Directions for this task - Rewrite the items below, changing every "photo" to "image" and keeping everything else the same. Omit the pictures from your answer.

Supplied data -
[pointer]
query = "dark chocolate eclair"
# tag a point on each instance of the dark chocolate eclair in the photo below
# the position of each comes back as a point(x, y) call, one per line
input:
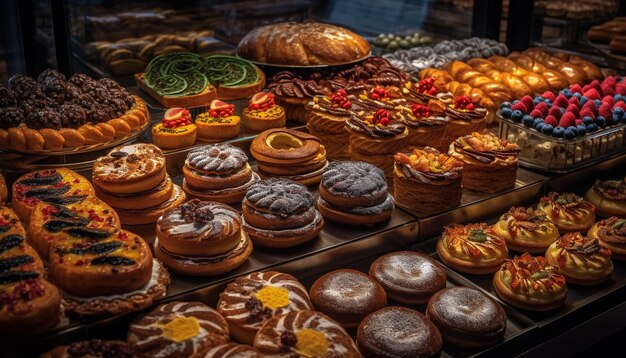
point(219, 158)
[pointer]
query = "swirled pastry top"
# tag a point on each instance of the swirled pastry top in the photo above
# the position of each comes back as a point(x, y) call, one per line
point(280, 196)
point(353, 179)
point(200, 220)
point(302, 44)
point(220, 158)
point(486, 148)
point(429, 166)
point(129, 162)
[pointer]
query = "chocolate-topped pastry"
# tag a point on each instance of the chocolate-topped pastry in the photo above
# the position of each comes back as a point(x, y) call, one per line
point(398, 332)
point(218, 172)
point(251, 300)
point(611, 234)
point(93, 348)
point(177, 329)
point(354, 193)
point(467, 317)
point(347, 296)
point(280, 213)
point(304, 334)
point(408, 277)
point(201, 238)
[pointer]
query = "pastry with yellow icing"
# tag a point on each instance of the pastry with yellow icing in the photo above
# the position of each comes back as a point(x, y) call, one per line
point(570, 212)
point(252, 300)
point(178, 329)
point(473, 248)
point(304, 334)
point(531, 283)
point(580, 259)
point(526, 230)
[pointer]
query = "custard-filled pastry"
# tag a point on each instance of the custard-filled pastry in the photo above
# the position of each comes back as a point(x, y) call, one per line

Response below -
[pointer]
query = "dark chocolate eclair"
# tag a point on each instance of the dark chocolate eclair in the image below
# the position of each comes back as a point(x, y) call, one per line
input:
point(219, 158)
[pointer]
query = "swirled pastry top"
# tag a point on each instance of the swirled pastry top in the image above
# the position of each comes back as a point(x, y) call, one per line
point(280, 196)
point(353, 179)
point(200, 220)
point(302, 44)
point(220, 158)
point(486, 148)
point(429, 166)
point(129, 162)
[pointer]
query = "chocolate-topped pastry"
# tag a point on each instance of the chocolate-topped pastry in the image above
# the position of each comes back as a point(x, y) call, one per line
point(398, 332)
point(218, 172)
point(251, 300)
point(611, 234)
point(93, 348)
point(177, 329)
point(354, 193)
point(467, 317)
point(347, 296)
point(280, 213)
point(304, 334)
point(408, 277)
point(201, 238)
[pointer]
query = "pastry with yellow icing"
# tag a point on each instance of the pastry with yellow icing in the image above
# the position of each comes back as a point(x, y) call, one per line
point(570, 212)
point(252, 300)
point(178, 329)
point(473, 248)
point(304, 334)
point(531, 283)
point(580, 259)
point(526, 230)
[pointer]
query = "custard-filled pastry"
# tag a point on each instance of the custard-filled pastry in the image above
# the position of each comes back as a point(x, y) call, one per line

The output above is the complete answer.